» Exercise set:
1/ Answer these questions about the Winter Getaway faculty page:
(a) Since what year has Anndee Hochman taught poetry and creative non-fiction?
(b) From which university does Thomas Peele hold an MFA in writing?
(c) What will Carol Plum-Ucci lead at the Getaway?
2/ Resume the Winter Getaway faculty page, picking up right after its final sentence.

The Winter Getaway is well known for its challenging and
supportive workshops led by accomplished writers and artists. We
hope you will get to know our 2009 faculty members,
first online and
then in person in January!
Anndee Hochman's essays, articles
and short fiction have appeared in O, The Oprah Magazine,
Working Mother, Health, The Philadelphia Inquirer, Glimmer Train
Stories and elsewhere. She is the author of Anatomies: A Novella and Stories (Picador USA, 2000) and Everyday Acts & Small Subversions. A two-time recipient of creative non-fiction grants from the Pennsylvania Council on the Arts, she has also received fellowships from the Leeway Foundation and the Astraea Foundation. Anndee has taught poetry and creative non-fiction to children, teens
and adults in a variety of settings--including schools, shelters, prisons
and a Mexican fishing village--since 1993.
Thomas Peele is an investigative reporter who has won more
than 40 journalism awards during a career on both coasts. He holds
an MFA in writing from the University of San Francisco. His essay on
the collapse of the Knight Ridder newspaper company, "Oligarchies I
Have Known," won the 2006 Association of Writers and Writing
Programs' Intro Journals Award and was published in Controlled Burn.
Other work has appeared in Columbia Journalism Review, Newsday, the
Seattle Times and elsewhere. Peele is working on a non-fiction
account of his time as a reporter covering Atlantic City, a
collection of essays on the newspaper business and is researching a
book on the 1968 baseball season. He lives in Alameda, CA, with his
wife Jennifer Cole, a consultant to museums.
Carol Plum-Ucci
is the author of six Harcourt novels, her most recent being the
9/11 inspired Streams of Babel. The Body of
Christopher Creed (2000) was named a Michael L. Printz Award
Honor Book, by the American Library Association. She has twice
been a finalist in the Edgar Allan Poe Awards and was a Book One
New Jersey author in 2004. She will lead Finishing Your Novel at the Getaway.

» Entries supplied:
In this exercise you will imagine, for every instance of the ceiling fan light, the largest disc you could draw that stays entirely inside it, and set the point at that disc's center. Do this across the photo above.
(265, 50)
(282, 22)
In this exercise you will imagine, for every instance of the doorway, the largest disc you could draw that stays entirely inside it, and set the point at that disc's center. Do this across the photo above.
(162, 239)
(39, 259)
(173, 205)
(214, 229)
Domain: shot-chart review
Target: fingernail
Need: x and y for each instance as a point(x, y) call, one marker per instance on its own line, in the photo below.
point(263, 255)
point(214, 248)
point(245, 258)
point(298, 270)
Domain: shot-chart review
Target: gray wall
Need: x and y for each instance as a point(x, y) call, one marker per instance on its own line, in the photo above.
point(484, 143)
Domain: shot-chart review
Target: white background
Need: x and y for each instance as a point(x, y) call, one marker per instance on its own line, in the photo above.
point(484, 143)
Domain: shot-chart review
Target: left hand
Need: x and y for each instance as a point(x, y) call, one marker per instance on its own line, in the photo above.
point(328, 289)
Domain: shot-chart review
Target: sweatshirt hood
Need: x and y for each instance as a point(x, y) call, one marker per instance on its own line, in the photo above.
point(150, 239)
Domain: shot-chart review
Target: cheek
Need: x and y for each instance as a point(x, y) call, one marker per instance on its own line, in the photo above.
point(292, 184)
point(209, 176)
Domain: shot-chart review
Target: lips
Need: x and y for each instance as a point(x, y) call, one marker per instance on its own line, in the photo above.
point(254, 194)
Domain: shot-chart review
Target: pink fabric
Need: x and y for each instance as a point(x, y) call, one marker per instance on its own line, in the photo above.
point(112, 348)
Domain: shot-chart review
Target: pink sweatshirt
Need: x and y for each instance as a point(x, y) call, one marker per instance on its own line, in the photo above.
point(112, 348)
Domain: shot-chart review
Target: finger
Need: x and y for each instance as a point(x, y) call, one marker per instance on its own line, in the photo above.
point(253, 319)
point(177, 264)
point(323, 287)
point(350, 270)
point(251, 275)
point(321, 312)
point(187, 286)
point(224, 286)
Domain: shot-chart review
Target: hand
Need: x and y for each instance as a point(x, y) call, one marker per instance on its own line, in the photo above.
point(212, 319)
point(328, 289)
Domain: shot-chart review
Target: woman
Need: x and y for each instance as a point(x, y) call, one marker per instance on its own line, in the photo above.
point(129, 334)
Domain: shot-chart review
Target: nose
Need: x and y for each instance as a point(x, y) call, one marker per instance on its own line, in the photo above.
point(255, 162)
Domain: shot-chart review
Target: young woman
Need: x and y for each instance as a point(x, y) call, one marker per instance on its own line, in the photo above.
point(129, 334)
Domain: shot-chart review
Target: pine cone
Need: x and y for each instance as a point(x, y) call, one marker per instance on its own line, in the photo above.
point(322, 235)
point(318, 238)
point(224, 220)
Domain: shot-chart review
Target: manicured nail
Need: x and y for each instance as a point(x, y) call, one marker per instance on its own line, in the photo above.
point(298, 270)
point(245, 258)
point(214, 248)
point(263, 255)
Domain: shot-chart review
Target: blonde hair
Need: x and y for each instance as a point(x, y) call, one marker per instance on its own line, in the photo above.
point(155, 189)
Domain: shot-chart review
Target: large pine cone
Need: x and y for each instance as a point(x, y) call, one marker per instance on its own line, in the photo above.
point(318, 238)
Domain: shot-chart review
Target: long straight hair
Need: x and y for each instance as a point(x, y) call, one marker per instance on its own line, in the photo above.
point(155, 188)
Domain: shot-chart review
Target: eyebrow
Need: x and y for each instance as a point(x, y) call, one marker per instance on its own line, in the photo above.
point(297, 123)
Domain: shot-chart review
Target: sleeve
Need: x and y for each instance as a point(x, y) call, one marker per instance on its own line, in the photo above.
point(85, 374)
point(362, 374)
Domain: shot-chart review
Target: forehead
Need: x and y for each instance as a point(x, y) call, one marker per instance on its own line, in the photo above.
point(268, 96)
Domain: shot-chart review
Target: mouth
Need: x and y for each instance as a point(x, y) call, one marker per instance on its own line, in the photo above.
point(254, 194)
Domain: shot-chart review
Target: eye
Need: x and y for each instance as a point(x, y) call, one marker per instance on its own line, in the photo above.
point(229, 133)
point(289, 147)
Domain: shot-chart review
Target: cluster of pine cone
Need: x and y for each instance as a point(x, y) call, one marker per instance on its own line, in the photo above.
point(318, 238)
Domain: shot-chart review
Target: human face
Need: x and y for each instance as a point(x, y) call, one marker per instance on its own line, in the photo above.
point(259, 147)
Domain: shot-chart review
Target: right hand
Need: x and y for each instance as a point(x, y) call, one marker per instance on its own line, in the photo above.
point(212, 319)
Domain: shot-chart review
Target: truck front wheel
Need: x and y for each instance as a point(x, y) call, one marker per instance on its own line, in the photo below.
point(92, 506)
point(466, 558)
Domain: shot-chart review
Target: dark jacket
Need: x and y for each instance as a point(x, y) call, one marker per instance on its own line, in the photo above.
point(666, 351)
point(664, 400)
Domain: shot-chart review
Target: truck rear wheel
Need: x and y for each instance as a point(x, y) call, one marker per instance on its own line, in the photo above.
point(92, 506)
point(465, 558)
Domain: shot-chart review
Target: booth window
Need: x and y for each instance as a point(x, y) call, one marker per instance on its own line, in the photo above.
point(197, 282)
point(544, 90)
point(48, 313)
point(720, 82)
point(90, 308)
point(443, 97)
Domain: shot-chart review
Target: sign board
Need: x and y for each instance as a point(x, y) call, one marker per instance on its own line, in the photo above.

» The replies:
1/
(a) 1993
(b) The University of San Francisco
(c) Finishing Your Novel

2/
David G. Schwartz is a writer, historian
and the Director of the Center for Gaming Research at the University of Nevada Las Vegas. An Atlantic City native, Schwartz earned his B.A. and M.A. degrees (Anthropology and History) from the University of Pennsylvania before getting his Ph.D. in U.S. History from UCLA. He has published three books including Suburban Xanadu: The Casino Resort on the Las Vegas Strip and Beyond (Routledge, 2003), Cutting the Wire: Gambling Prohibition and the Internet (University of Nevada Press, 2005)
and Roll the Bones: The History of Gambling (Gotham, 2006) favorably reviewed in the New York Times (October 6, 2006). He also regularly writes about local history and current issues in Casino Connection and Las Vegas Business Press, and
keeps a running blog on his website:
Robbie Clipper Sethi has published two novels-in-stories, The Bride Wore Red (Picador, 1997) and Fifty-Fifty (Silicon Press, 2003). She's published short stories in
The Atlantic Monthly, Mademoiselle, the Philadelphia Inquirer and a number of literary magazines and anthologies.
Winner of a National Endowment for the Arts Award for her fiction
and two fellowships from the New Jersey State Council on the Arts, she's had poetry most recently in the New Jersey State Museum in the
"Visions and Voices Show" with New Jersey artists. She teaches fiction and expository writing at Rider University in Lawrenceville, NJ. She will lead Revising a Short Story Toward Publication at the Getaway.
Pamela Curtis Swallow led a double life
for many years, working as
a writer and as a school librarian. She now writes full-time, and
for a wide audience—elementary, middle grade and young adult. Her
fiction and non-fiction books include Groundhog Gets A Say
(Putnam/Scholastic), with illustrations by Denise Brunkus; It Only
Looks Easy (Roaring Brook Press/Scholastic); The Melvil and Dewey
Series (Libraries Unlimited), to which was recently added the latest
gerbil adventure, Melvil and Dewey Gone Fishin', as well as
Melvil
and Dewey Teach Literacy, an activity guide for teachers and
librarians; A Writer's Notebook (Scholastic), a guide for aspiring
young writers; Wading through Peanut Butter (Scholastic); No
Promises (Putnam/Scholastic); Leave It to Christy
(Putnam/Scholastic). Pam grew up in New England but now lives in
Hunterdon County, New Jersey with her husband, two dogs, a cat and
a groundhog named Charlotte.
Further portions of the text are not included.